• Exercise details: Count the lines below that contain the word "water" and give only the number.

(Items listed in a dataset)

-=-=-

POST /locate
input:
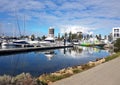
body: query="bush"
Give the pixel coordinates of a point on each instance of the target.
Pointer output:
(117, 45)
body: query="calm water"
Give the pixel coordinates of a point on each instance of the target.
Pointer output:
(38, 62)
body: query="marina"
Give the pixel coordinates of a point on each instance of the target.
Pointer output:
(46, 61)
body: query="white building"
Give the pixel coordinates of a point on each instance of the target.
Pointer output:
(50, 36)
(116, 33)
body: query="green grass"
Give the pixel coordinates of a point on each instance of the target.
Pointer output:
(112, 56)
(53, 78)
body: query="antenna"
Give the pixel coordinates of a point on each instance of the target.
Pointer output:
(17, 22)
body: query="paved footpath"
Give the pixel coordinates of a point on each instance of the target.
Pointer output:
(104, 74)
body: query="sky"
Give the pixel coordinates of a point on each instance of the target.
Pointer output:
(36, 16)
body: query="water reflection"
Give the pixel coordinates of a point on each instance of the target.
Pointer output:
(39, 62)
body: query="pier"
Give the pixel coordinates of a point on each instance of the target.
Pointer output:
(29, 49)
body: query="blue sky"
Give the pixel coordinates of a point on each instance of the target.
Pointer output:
(88, 16)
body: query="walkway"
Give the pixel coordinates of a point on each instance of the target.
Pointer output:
(104, 74)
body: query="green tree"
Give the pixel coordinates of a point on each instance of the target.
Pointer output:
(43, 37)
(117, 45)
(32, 37)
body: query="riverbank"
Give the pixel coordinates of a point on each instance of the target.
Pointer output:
(64, 73)
(45, 79)
(103, 74)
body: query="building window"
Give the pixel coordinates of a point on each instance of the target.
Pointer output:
(116, 30)
(117, 35)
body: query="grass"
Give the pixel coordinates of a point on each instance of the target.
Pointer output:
(112, 56)
(52, 78)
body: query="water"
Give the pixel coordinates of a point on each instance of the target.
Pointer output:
(39, 62)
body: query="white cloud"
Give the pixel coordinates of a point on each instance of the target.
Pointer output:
(73, 15)
(75, 29)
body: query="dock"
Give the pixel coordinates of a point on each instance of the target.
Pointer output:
(28, 49)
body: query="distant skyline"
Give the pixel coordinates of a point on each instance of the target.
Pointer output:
(88, 16)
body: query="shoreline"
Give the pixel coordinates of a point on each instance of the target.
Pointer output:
(46, 79)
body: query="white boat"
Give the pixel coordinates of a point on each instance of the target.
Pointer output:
(15, 43)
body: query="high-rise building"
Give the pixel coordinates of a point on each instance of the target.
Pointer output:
(116, 33)
(51, 32)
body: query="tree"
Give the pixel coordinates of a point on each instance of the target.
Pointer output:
(43, 37)
(100, 37)
(80, 36)
(105, 37)
(32, 37)
(70, 36)
(117, 45)
(110, 38)
(58, 36)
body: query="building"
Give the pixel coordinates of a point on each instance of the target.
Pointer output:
(50, 36)
(116, 33)
(51, 32)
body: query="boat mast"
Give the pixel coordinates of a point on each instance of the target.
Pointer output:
(18, 22)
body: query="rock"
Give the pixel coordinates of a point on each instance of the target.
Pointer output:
(69, 72)
(56, 74)
(62, 71)
(90, 63)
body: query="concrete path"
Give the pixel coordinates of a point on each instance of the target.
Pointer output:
(104, 74)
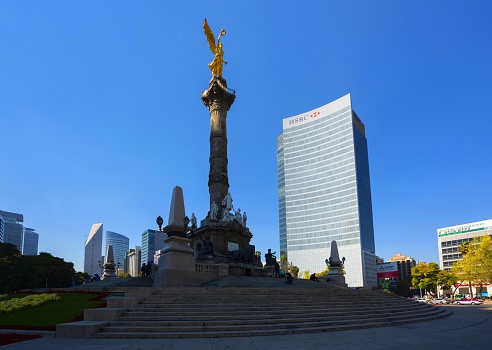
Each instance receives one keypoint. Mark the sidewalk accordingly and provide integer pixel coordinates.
(467, 328)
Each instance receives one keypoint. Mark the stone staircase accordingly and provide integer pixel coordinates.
(237, 311)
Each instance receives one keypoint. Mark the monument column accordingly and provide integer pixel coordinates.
(218, 98)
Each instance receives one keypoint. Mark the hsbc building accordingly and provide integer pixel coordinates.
(324, 191)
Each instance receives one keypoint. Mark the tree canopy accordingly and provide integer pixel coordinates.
(32, 271)
(476, 265)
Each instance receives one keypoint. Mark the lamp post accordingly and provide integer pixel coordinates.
(101, 266)
(159, 221)
(186, 221)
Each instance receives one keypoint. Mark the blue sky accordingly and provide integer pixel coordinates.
(101, 116)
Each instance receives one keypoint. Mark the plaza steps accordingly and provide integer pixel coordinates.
(231, 312)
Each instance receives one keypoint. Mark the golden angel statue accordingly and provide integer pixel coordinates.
(217, 64)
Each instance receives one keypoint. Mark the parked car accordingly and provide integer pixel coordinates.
(468, 301)
(439, 301)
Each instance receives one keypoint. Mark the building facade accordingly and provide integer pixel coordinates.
(152, 240)
(121, 245)
(2, 227)
(324, 191)
(93, 248)
(404, 264)
(450, 238)
(31, 241)
(13, 231)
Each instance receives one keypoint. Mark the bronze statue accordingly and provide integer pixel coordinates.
(217, 64)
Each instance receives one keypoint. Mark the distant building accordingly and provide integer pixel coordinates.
(2, 226)
(120, 244)
(93, 248)
(324, 191)
(450, 238)
(132, 262)
(31, 240)
(405, 264)
(13, 228)
(152, 240)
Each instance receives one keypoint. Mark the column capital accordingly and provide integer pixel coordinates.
(218, 94)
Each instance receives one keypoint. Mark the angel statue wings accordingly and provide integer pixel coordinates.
(217, 64)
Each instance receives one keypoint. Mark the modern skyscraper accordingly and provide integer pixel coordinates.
(450, 238)
(2, 227)
(93, 248)
(31, 239)
(132, 261)
(324, 191)
(120, 244)
(13, 228)
(152, 240)
(404, 264)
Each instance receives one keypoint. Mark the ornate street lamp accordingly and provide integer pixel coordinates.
(159, 222)
(186, 221)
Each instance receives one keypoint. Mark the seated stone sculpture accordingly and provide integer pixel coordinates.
(270, 257)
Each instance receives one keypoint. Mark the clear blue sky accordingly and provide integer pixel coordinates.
(101, 116)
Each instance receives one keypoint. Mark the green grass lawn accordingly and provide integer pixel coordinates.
(69, 307)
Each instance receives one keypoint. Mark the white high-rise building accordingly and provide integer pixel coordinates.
(13, 229)
(121, 245)
(93, 248)
(31, 240)
(324, 192)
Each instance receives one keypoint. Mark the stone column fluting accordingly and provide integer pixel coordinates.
(218, 98)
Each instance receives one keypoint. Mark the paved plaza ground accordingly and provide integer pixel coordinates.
(469, 327)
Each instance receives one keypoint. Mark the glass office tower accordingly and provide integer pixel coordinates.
(92, 252)
(121, 245)
(324, 192)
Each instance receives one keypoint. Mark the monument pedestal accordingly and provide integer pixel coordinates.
(176, 264)
(336, 275)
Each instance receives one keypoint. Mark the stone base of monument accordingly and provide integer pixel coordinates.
(337, 278)
(269, 270)
(176, 264)
(238, 269)
(108, 273)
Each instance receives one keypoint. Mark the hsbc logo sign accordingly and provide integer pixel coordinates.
(303, 118)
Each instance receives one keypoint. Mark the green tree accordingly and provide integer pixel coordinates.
(403, 287)
(293, 269)
(476, 265)
(283, 262)
(9, 256)
(81, 277)
(447, 280)
(425, 276)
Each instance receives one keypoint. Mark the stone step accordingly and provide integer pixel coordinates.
(270, 314)
(278, 330)
(253, 319)
(265, 308)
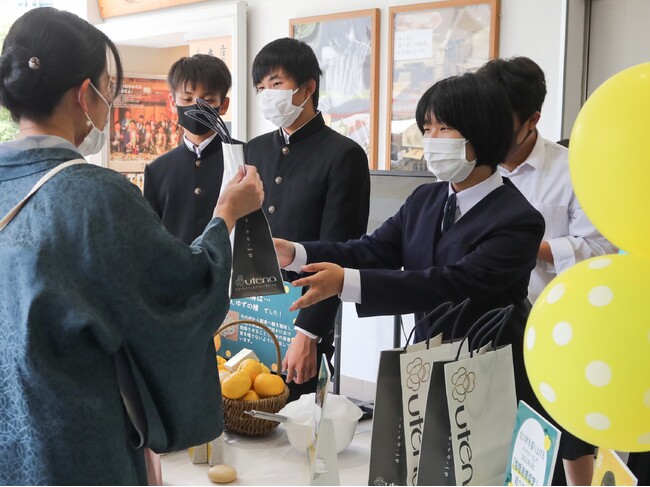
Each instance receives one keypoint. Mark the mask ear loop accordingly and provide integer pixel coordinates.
(204, 113)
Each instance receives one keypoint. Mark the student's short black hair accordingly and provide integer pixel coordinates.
(68, 51)
(200, 69)
(475, 106)
(295, 58)
(523, 81)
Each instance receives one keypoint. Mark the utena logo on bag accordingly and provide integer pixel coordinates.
(463, 382)
(419, 372)
(255, 281)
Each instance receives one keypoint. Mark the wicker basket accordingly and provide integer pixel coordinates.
(233, 410)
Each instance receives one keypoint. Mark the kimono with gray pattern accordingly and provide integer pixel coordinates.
(86, 267)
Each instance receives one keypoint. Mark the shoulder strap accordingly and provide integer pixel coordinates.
(14, 211)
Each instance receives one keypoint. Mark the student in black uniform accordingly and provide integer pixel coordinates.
(316, 181)
(183, 185)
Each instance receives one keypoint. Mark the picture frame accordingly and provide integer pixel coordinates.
(429, 42)
(347, 47)
(142, 125)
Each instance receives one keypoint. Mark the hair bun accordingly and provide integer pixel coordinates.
(5, 64)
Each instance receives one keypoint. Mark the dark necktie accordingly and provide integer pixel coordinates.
(449, 216)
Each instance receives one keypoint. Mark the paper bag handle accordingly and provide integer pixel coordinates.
(488, 320)
(446, 305)
(460, 308)
(482, 336)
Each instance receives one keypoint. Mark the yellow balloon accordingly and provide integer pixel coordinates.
(609, 159)
(587, 351)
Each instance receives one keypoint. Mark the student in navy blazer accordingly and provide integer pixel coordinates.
(409, 265)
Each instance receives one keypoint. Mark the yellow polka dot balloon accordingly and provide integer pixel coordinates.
(587, 351)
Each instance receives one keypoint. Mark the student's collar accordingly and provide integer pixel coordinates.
(197, 149)
(468, 198)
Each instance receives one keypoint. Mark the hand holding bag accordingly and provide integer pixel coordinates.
(255, 267)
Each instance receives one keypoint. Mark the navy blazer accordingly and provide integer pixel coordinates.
(487, 256)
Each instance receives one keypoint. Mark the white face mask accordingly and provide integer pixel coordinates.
(95, 140)
(446, 159)
(278, 108)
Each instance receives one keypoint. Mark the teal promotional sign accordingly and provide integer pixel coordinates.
(272, 311)
(533, 451)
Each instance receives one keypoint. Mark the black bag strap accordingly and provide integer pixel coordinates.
(459, 309)
(444, 308)
(489, 319)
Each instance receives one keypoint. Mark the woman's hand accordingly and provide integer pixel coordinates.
(243, 195)
(327, 282)
(286, 251)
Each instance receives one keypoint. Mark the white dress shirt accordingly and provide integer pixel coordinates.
(465, 201)
(544, 179)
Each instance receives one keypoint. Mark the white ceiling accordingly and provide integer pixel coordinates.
(171, 27)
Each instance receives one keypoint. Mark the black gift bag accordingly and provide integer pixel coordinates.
(255, 269)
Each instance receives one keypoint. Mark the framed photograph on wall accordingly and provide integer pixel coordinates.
(142, 125)
(346, 45)
(429, 42)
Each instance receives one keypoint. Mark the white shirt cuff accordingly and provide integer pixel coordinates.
(351, 291)
(305, 332)
(299, 260)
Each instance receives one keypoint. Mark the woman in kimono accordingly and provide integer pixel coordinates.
(87, 270)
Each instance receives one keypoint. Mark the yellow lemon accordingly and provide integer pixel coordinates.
(547, 442)
(223, 375)
(252, 367)
(251, 396)
(236, 385)
(267, 385)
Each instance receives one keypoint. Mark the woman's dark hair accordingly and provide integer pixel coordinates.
(68, 50)
(523, 81)
(476, 107)
(295, 58)
(200, 69)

-=-=-

• Output for this task: 3